§ PROVIDED RECORDS
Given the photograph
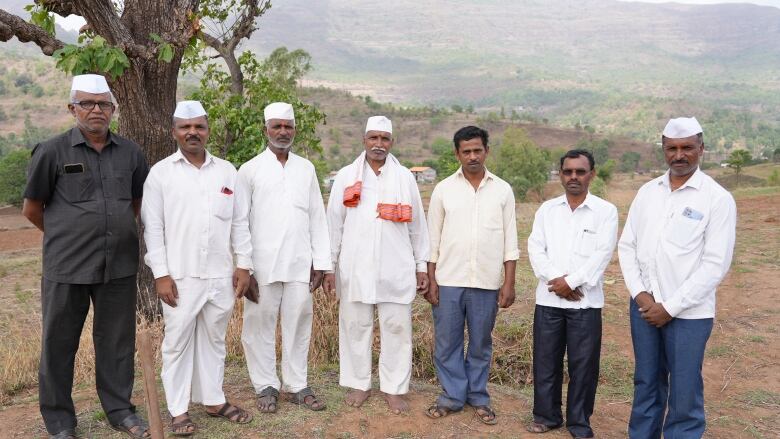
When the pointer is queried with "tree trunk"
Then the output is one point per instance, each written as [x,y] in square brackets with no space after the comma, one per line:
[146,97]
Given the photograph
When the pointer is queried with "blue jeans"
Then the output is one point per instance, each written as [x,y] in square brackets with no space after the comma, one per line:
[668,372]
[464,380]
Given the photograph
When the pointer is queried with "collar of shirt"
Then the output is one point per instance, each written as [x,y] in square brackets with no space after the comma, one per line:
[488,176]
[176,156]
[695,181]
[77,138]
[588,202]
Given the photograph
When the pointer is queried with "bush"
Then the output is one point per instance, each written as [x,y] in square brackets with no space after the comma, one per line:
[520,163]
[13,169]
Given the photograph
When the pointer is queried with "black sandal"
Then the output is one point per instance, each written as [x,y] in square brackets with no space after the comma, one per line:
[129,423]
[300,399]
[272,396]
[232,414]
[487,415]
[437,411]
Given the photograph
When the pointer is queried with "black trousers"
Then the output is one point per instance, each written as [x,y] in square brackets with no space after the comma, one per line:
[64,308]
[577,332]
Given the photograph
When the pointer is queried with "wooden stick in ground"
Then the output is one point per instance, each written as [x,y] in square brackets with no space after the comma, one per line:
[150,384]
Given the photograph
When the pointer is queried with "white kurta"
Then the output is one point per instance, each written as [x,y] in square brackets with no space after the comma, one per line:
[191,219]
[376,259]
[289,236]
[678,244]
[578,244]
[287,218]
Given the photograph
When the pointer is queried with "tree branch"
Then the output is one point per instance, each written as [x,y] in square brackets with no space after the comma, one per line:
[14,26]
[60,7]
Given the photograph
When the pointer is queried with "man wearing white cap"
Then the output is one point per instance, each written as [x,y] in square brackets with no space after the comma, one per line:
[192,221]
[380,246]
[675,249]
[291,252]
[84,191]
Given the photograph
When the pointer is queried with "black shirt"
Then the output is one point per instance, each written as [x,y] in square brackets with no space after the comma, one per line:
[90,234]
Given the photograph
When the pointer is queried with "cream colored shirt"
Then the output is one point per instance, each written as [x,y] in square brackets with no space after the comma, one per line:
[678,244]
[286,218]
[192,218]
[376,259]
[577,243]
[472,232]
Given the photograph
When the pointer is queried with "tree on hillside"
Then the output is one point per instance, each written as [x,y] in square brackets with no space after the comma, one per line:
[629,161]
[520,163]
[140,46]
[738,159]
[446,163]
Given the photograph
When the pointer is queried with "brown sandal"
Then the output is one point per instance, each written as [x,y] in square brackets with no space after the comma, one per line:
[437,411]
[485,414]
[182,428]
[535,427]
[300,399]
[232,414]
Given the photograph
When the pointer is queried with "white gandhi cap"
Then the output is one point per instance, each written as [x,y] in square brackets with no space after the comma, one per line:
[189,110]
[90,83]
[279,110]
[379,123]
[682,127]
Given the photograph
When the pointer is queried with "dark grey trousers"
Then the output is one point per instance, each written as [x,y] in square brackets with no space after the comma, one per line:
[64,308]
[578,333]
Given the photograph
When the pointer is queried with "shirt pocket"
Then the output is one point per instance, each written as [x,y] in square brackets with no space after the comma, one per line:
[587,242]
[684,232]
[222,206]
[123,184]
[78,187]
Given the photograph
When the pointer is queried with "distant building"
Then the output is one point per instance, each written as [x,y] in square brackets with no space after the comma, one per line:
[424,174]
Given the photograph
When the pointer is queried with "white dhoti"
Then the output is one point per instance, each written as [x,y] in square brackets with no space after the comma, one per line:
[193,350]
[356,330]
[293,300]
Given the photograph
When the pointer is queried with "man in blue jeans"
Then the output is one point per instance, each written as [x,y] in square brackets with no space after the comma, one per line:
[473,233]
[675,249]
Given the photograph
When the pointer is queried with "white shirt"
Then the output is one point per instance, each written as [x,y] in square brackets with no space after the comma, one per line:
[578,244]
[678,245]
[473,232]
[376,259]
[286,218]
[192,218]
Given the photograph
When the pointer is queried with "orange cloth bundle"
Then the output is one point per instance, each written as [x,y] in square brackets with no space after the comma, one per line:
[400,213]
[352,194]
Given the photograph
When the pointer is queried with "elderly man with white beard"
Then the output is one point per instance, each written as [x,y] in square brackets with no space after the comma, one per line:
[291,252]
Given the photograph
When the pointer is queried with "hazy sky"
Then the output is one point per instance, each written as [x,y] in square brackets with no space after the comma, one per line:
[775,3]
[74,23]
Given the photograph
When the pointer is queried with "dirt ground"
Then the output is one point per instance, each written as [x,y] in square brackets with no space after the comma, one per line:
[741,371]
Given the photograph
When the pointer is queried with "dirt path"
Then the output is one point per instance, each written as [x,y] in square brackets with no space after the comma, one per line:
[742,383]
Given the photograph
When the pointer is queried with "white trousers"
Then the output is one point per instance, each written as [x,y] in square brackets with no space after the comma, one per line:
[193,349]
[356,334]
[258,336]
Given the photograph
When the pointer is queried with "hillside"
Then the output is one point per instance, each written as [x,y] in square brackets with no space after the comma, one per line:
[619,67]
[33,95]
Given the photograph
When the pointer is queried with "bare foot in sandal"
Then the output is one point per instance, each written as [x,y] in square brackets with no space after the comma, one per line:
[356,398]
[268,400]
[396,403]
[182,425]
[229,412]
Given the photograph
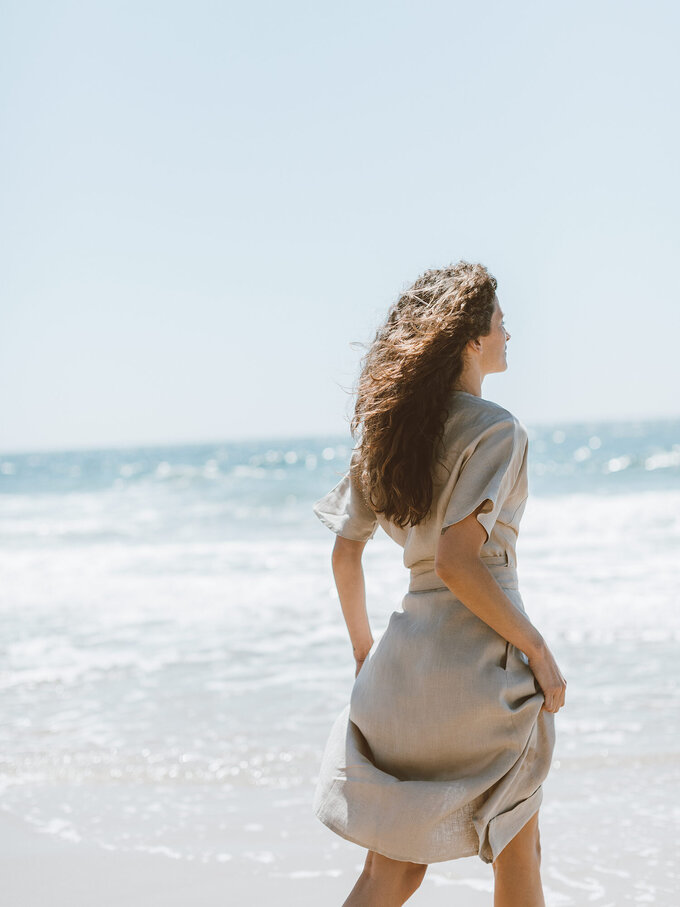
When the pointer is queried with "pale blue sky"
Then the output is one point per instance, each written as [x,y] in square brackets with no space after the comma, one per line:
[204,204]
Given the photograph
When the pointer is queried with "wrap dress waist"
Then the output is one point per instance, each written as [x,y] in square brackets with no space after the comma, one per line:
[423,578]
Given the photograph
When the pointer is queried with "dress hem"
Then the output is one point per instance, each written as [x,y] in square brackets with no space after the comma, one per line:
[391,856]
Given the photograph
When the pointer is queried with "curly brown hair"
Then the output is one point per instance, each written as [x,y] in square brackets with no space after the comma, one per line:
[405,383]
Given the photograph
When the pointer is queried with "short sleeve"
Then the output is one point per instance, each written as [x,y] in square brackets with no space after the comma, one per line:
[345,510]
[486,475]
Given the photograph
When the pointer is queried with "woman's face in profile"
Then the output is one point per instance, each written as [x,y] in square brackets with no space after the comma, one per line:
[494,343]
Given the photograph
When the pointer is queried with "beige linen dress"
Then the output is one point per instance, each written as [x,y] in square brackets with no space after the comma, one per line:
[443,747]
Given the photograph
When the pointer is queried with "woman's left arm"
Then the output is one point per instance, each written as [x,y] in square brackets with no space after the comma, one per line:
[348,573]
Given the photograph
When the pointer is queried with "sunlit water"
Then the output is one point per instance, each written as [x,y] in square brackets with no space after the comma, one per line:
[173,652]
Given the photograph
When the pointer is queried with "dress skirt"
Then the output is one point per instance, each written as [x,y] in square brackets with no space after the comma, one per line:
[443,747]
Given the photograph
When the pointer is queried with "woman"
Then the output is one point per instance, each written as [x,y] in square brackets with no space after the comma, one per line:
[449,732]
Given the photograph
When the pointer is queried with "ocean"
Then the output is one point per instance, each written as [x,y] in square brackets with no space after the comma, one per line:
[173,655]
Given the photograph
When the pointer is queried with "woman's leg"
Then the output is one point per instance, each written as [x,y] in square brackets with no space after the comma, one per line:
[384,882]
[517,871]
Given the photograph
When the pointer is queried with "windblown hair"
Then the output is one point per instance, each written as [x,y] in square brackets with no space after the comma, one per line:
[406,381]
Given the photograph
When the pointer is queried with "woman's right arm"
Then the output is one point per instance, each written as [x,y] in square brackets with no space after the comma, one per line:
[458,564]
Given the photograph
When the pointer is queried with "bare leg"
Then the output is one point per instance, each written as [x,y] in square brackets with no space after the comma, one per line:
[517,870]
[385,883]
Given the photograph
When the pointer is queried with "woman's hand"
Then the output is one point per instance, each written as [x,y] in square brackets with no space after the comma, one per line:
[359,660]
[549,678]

==

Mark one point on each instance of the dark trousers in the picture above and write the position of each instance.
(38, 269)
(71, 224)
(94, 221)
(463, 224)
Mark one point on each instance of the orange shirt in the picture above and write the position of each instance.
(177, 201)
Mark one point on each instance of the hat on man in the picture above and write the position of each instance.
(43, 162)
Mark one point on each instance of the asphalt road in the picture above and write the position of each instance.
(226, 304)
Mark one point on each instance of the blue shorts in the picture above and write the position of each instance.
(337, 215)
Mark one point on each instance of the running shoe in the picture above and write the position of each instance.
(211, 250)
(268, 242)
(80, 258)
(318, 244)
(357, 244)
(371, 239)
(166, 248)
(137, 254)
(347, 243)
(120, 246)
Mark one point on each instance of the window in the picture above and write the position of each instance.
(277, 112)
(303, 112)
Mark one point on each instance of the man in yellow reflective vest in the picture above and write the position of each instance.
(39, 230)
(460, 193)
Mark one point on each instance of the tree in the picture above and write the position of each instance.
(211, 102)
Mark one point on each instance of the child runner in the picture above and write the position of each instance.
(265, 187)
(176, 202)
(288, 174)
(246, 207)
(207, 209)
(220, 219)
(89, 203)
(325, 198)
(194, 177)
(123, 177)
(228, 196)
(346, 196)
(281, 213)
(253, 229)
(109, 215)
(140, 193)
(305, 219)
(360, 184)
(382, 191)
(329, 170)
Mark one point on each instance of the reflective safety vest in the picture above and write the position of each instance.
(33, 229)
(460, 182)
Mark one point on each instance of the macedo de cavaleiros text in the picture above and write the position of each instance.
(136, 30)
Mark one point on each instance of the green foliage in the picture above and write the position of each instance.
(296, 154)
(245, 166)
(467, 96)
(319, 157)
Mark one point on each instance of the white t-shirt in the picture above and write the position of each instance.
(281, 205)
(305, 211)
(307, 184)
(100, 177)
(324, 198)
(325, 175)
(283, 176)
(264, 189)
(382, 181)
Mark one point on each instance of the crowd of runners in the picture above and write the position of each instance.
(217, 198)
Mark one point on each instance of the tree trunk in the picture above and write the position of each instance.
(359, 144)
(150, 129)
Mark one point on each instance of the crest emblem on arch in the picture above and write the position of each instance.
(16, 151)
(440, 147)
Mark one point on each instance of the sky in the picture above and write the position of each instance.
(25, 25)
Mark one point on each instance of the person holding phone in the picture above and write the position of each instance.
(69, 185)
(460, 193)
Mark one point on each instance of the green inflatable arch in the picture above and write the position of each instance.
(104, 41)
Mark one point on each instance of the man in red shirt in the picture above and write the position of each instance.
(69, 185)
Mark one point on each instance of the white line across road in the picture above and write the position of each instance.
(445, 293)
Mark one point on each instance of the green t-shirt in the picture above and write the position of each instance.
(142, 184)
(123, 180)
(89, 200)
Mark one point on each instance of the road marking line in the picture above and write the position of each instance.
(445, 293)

§ REQUIRED WORK
Across the data, find each line that has "black" in it and copy that line.

§ THE ANSWER
When the pointer is queried with "black sandal"
When the pointer is queried with "black trousers"
When the pointer is queried with "black shirt"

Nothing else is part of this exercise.